In the entries below, starting at the line that contains "of the grassy" and continuing through the last entry, replace every "keypoint" with "marker" and keep all other text unchanged. Give only those lines.
** START DATA SECTION **
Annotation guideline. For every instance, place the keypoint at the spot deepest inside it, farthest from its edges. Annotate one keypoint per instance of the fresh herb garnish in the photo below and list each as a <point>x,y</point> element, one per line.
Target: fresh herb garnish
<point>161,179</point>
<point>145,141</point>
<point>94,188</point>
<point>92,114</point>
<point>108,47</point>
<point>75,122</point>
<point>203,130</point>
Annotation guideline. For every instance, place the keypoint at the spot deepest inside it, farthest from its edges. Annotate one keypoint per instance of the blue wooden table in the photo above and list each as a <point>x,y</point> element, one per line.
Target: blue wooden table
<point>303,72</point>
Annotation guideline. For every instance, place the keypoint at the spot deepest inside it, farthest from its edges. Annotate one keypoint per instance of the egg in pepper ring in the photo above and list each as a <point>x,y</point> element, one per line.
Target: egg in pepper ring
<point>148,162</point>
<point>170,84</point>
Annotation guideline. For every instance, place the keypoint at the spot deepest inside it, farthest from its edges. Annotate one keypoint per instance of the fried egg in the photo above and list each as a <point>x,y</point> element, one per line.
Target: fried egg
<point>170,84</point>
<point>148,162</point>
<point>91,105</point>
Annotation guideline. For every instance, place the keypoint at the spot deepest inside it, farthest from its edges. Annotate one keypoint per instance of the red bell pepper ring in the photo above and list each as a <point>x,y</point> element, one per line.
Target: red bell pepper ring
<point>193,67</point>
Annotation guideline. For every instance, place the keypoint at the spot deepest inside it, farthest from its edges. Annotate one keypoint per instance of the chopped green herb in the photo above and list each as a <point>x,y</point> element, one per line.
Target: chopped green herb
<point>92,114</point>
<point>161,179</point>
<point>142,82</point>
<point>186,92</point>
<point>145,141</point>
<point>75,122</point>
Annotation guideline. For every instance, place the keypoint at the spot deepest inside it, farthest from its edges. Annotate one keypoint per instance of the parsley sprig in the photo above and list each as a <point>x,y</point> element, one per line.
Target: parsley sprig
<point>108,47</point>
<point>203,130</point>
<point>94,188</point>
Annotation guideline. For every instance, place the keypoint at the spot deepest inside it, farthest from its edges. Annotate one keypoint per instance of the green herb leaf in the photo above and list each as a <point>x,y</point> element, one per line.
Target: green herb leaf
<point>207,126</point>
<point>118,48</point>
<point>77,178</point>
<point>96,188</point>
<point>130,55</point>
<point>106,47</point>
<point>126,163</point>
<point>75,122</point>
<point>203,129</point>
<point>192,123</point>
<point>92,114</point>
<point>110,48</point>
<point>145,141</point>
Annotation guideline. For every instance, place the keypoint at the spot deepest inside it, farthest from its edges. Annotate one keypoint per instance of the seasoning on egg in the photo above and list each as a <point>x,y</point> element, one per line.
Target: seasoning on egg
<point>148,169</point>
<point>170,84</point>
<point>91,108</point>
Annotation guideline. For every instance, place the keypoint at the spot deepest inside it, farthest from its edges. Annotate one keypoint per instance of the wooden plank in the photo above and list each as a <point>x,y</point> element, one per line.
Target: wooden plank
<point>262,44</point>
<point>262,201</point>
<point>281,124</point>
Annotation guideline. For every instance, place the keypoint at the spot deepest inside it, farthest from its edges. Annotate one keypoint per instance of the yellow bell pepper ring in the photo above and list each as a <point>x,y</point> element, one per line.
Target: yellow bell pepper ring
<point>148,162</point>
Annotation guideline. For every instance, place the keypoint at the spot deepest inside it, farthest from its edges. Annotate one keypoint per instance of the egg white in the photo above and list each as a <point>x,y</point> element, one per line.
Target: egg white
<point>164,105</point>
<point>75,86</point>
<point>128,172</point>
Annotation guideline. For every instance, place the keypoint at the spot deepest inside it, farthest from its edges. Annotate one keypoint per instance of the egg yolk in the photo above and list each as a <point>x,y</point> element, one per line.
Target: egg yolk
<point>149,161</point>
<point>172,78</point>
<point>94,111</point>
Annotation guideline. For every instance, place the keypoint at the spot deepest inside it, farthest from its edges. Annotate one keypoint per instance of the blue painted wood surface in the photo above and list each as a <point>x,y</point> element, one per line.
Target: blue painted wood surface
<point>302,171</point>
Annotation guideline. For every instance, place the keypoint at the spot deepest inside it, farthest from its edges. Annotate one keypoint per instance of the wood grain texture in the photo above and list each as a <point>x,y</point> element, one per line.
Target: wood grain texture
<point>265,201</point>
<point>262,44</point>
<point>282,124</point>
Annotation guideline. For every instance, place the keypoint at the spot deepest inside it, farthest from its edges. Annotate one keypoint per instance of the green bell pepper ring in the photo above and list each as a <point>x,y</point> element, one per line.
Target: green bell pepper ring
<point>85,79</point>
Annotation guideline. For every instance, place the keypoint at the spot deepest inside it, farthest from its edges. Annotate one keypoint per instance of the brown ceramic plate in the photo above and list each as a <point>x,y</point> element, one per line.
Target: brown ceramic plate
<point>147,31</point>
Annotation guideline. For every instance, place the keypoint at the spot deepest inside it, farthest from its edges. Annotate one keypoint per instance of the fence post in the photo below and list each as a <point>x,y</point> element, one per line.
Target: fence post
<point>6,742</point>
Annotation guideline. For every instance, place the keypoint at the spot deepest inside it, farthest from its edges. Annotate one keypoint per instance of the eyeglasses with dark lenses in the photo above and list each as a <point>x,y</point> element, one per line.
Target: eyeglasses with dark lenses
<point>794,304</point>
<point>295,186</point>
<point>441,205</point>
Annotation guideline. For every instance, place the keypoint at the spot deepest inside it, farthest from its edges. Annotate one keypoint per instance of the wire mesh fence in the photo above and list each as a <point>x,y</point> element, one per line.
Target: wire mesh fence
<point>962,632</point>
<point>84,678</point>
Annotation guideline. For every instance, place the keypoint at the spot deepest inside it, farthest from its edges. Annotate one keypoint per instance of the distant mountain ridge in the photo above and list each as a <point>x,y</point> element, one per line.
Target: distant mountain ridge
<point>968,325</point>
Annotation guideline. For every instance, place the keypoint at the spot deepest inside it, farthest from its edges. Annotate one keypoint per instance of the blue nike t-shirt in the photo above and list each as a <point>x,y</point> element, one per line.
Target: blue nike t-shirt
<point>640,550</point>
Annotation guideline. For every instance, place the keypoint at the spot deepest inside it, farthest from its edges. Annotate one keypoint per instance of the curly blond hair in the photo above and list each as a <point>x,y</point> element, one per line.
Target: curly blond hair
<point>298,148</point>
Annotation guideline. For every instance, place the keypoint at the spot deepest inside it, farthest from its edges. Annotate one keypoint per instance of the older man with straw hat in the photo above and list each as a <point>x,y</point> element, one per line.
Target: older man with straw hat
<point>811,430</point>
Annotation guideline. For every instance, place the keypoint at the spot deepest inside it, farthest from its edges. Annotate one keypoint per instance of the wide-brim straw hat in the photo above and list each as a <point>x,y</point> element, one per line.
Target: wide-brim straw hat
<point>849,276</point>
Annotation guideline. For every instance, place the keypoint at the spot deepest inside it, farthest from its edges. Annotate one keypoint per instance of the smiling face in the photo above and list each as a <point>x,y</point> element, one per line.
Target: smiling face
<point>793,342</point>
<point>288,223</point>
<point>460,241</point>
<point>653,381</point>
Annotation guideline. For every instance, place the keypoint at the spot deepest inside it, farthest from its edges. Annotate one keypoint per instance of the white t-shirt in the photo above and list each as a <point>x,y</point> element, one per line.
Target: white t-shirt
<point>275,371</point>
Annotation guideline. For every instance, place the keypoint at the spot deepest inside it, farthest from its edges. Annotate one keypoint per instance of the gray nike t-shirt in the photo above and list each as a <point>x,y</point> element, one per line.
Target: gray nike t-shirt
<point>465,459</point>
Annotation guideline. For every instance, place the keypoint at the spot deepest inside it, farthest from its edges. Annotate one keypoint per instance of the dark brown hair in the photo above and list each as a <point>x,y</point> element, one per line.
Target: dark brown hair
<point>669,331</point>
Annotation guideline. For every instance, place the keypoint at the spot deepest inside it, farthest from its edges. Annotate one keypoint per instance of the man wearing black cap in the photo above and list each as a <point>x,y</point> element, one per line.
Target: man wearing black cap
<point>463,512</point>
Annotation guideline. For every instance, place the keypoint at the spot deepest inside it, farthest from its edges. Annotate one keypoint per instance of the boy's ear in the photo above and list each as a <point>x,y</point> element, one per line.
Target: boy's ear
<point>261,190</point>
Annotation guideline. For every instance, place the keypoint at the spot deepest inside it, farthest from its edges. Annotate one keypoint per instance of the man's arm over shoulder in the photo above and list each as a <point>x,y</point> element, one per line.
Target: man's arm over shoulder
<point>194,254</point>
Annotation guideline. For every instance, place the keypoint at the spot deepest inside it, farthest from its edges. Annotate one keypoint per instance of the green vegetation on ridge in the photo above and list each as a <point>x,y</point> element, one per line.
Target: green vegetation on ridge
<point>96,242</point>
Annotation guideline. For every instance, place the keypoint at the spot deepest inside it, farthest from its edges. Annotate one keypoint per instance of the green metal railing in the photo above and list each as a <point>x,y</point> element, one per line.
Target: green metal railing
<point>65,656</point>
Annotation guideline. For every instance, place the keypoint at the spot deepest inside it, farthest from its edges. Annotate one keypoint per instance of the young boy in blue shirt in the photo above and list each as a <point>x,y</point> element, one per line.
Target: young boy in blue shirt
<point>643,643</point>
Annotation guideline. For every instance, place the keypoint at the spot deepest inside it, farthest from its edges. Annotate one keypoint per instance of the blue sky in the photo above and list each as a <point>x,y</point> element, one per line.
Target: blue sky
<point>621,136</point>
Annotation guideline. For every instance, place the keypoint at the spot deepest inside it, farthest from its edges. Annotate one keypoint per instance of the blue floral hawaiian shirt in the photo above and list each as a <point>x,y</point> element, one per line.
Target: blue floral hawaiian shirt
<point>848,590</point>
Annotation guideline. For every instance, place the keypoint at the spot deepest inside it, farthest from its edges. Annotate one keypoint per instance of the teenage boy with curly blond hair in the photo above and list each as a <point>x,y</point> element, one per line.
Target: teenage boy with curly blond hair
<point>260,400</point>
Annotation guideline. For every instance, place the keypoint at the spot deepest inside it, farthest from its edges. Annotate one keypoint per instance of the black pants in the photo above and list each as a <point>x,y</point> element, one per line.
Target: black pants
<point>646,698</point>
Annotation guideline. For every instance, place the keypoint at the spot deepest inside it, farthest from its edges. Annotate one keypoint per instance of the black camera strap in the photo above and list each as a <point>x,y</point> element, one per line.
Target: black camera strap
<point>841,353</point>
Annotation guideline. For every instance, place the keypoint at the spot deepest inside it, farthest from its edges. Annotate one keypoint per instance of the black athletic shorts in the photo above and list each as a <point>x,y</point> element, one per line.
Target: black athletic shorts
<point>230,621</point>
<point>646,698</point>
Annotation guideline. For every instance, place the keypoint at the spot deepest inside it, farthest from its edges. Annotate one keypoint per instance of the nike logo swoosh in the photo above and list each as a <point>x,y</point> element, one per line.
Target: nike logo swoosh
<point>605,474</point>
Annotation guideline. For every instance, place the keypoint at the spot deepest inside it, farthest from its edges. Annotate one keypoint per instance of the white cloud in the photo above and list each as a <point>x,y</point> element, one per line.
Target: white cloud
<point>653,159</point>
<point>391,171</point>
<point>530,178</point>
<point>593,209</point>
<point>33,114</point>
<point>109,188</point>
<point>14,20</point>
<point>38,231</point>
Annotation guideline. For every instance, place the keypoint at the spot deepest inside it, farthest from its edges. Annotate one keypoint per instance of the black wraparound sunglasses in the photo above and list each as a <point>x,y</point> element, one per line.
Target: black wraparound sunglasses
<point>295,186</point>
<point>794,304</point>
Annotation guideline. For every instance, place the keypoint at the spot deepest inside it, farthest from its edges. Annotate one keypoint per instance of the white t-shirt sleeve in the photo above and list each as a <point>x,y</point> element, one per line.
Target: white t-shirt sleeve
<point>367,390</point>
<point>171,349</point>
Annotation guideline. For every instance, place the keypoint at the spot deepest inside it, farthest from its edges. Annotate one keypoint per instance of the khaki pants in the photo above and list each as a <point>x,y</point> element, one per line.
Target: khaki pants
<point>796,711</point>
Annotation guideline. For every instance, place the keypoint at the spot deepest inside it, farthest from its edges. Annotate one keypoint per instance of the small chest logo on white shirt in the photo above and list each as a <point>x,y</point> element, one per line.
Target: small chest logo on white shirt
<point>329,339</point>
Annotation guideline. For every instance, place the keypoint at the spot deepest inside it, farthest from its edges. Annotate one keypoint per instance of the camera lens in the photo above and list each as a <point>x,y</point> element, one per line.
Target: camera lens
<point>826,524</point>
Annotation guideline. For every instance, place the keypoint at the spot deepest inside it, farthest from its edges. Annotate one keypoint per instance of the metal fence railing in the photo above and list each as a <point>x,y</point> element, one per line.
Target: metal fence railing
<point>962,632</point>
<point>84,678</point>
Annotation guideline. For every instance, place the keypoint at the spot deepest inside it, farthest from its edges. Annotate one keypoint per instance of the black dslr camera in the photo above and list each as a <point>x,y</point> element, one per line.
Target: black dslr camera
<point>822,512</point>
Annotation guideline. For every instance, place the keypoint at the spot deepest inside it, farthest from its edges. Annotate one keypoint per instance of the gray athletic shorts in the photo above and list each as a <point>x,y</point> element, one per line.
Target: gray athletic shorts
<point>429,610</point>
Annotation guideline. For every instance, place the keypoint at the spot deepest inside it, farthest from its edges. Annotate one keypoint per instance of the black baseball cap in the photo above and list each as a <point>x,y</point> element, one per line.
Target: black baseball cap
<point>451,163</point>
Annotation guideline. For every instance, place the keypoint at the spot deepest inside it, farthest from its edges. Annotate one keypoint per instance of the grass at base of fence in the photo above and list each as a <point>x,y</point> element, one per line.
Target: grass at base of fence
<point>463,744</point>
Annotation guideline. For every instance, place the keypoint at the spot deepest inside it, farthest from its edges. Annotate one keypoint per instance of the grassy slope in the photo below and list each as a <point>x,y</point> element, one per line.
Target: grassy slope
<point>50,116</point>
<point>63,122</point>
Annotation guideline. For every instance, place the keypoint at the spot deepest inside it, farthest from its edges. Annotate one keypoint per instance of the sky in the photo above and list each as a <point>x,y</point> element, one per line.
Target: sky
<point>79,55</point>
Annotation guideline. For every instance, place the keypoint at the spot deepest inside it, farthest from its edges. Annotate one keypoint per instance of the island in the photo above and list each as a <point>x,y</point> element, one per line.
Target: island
** END DATA SECTION **
> THE RESPONSE
Annotation guideline. For every instance, place the marker at the spot deepest inside it, farthest from its edges. Annotate one marker per instance of the grassy slope in the photo below and list each as a <point>x,y</point> element, one per line.
Target: grassy slope
<point>50,116</point>
<point>63,122</point>
Annotation guideline. For every instance, place the marker at the spot deepest inside it, farthest from its edges. Annotate one marker per instance of the sky in the photo above and list each as a <point>x,y</point> element, one per line.
Target: sky
<point>79,55</point>
Annotation guideline. For every instance, place the marker at the spot deepest inside it, farthest from its edges. Annotate one marker per instance of the island in the photo above and list each as a <point>x,y</point> element, one per line.
Target: island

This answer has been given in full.